- [Task to complete]: Please output every entry below exactly as written, leaving out any pictures.

(Referring expression pointing data)
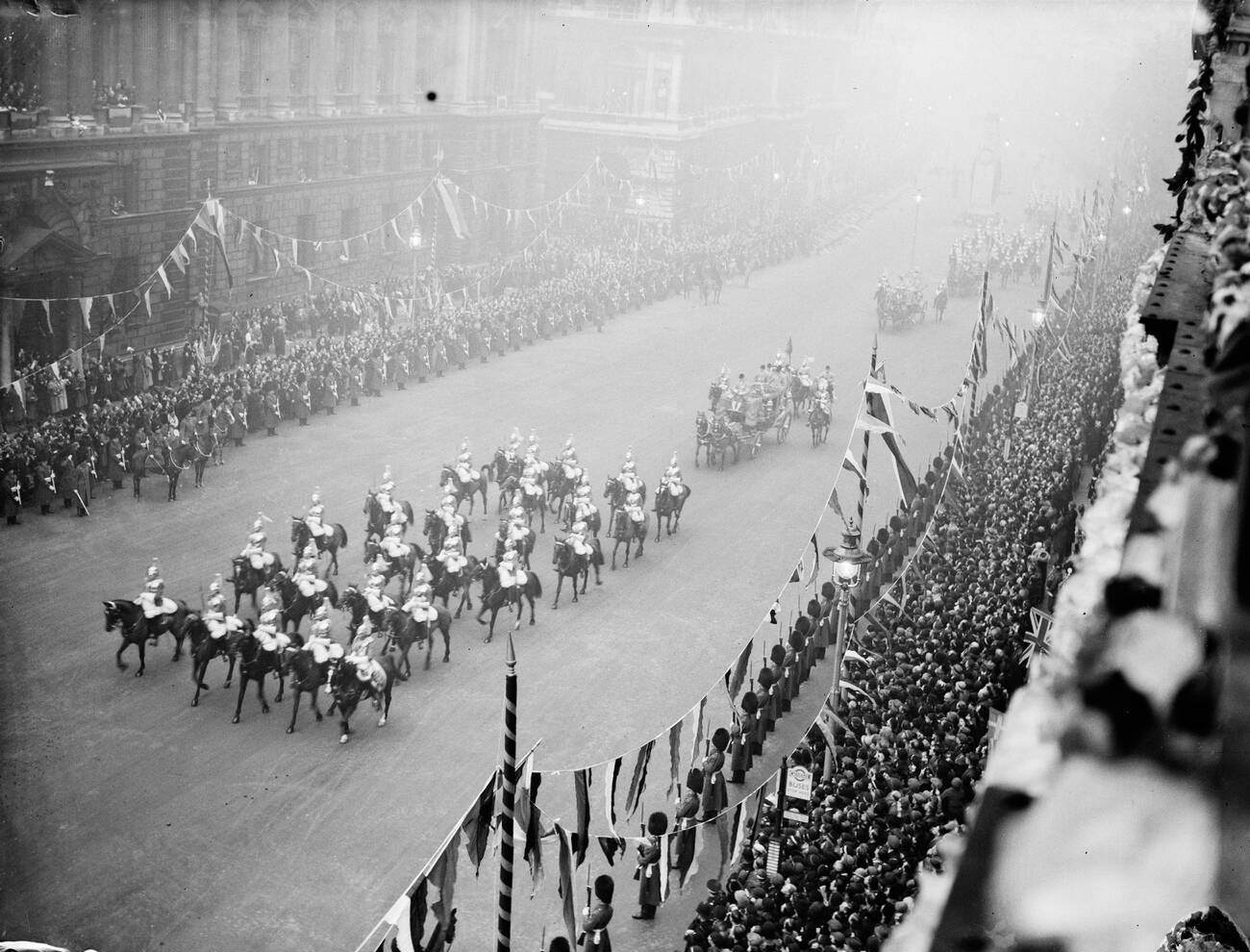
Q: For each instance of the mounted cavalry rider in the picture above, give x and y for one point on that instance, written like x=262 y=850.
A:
x=628 y=476
x=153 y=598
x=254 y=551
x=309 y=583
x=386 y=492
x=671 y=477
x=315 y=517
x=576 y=539
x=465 y=472
x=269 y=627
x=569 y=462
x=215 y=617
x=634 y=508
x=419 y=605
x=451 y=554
x=392 y=542
x=511 y=571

- [Solution to this task]:
Q: For each instance of the mounted cavalry rider in the picture above, give x and y for one point on that instance, written like x=262 y=850.
A:
x=628 y=476
x=153 y=598
x=254 y=551
x=309 y=583
x=386 y=492
x=671 y=477
x=315 y=517
x=576 y=539
x=465 y=472
x=269 y=627
x=569 y=462
x=215 y=617
x=634 y=508
x=419 y=605
x=451 y=554
x=392 y=542
x=511 y=571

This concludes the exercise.